From the entries below, return every line that includes the word "metal".

• [Task inputs]:
%%

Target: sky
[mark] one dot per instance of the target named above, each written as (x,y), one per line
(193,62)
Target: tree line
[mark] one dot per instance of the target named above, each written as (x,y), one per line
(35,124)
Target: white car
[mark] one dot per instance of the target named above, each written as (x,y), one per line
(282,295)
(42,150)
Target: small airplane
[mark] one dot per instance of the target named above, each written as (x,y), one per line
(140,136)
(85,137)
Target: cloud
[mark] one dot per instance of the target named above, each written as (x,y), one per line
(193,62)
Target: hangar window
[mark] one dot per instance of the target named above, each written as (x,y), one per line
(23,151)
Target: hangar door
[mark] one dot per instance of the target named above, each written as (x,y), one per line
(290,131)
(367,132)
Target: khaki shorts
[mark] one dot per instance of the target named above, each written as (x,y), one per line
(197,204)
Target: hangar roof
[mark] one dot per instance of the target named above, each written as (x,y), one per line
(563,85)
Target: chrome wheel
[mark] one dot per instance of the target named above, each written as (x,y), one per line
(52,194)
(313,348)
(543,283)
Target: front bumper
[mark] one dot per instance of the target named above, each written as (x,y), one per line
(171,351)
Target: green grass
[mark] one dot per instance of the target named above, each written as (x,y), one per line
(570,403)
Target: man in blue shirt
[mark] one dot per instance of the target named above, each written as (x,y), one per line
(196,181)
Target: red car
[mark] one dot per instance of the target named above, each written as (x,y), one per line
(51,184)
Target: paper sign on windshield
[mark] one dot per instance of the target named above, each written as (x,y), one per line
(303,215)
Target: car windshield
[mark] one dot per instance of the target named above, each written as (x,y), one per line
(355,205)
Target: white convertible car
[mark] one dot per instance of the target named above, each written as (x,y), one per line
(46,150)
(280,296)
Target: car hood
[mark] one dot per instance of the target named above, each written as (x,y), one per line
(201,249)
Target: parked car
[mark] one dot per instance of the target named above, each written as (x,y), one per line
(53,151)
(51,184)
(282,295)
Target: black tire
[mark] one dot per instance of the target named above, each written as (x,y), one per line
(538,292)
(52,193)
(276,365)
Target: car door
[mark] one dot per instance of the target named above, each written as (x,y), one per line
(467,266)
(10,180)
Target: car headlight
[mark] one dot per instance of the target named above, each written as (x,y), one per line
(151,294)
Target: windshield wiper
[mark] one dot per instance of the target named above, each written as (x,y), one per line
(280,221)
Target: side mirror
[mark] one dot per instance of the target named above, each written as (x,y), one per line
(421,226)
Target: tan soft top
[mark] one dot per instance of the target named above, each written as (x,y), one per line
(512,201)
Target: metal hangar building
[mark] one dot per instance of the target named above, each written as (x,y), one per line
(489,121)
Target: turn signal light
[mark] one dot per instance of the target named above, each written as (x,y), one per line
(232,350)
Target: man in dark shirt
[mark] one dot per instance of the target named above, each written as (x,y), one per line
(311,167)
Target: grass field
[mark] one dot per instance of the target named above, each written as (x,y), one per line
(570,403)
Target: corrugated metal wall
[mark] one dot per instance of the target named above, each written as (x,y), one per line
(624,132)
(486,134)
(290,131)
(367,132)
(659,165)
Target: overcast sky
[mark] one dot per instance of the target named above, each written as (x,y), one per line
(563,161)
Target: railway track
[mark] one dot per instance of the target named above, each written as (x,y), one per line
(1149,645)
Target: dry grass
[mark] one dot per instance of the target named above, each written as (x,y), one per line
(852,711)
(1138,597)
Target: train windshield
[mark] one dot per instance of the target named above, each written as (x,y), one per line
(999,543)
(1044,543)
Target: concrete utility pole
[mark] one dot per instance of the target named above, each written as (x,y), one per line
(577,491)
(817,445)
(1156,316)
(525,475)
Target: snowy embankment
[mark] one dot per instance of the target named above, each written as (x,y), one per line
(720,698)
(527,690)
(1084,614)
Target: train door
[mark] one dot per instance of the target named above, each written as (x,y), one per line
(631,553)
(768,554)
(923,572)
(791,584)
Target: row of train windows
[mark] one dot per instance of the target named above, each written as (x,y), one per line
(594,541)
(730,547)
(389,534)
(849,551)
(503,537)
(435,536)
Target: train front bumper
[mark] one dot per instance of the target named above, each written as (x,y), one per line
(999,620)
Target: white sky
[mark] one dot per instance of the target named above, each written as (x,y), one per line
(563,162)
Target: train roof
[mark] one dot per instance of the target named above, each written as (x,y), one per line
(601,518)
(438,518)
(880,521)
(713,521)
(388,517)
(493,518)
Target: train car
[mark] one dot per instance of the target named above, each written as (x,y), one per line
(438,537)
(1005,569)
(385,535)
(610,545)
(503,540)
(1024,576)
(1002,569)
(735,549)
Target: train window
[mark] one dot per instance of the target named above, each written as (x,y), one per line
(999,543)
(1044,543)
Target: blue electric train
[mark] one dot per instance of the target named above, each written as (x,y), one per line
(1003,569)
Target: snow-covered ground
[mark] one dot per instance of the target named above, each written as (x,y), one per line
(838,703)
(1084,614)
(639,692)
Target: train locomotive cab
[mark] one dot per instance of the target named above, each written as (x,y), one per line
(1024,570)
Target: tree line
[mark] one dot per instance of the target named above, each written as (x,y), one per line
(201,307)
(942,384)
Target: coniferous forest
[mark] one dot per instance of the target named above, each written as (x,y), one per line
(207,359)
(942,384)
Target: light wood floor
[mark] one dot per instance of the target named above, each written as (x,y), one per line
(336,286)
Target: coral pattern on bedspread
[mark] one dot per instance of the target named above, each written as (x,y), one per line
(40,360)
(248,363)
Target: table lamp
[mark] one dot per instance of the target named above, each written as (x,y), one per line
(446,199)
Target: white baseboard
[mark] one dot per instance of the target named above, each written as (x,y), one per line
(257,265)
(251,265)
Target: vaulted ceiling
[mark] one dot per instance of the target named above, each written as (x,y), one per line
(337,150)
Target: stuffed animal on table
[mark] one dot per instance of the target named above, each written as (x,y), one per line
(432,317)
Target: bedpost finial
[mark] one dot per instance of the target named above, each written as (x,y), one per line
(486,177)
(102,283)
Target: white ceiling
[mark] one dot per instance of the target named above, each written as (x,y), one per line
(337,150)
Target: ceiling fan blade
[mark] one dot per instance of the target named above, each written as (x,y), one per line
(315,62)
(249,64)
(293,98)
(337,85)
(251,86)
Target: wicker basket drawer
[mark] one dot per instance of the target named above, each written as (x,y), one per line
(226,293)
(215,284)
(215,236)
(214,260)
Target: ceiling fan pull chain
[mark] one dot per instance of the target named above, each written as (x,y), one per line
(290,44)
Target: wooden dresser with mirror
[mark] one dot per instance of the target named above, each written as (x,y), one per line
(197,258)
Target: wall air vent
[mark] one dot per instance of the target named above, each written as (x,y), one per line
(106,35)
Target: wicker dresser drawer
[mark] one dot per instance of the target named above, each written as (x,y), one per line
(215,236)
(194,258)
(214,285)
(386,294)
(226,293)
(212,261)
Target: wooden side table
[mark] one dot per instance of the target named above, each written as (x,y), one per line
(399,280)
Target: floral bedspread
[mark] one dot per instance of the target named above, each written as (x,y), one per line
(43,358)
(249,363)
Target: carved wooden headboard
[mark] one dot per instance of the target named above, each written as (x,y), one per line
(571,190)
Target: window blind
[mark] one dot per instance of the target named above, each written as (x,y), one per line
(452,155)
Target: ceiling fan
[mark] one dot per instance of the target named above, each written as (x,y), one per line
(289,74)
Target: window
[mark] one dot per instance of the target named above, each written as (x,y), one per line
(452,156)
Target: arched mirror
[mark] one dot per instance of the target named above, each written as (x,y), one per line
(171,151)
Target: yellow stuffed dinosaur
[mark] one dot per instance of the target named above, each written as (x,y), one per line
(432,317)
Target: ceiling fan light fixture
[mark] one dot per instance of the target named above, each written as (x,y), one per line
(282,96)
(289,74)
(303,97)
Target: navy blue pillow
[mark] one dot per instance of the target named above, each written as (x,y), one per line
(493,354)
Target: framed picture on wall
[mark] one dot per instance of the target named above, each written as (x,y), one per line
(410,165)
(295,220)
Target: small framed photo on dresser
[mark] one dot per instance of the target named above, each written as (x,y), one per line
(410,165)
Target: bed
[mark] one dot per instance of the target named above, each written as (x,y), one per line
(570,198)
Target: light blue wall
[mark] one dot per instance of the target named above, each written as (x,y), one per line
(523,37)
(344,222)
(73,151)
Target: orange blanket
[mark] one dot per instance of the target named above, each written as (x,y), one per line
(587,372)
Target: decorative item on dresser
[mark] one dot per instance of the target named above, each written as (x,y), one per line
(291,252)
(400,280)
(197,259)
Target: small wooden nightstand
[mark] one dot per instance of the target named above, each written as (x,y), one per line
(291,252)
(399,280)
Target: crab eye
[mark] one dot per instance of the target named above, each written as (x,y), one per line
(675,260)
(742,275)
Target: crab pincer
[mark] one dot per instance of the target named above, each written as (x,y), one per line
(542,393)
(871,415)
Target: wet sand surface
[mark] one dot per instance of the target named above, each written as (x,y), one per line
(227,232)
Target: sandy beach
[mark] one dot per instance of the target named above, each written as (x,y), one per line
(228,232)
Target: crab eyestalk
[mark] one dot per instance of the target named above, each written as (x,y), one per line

%%

• [Written response]:
Target: metal hangar building
Target: corrugated metal wall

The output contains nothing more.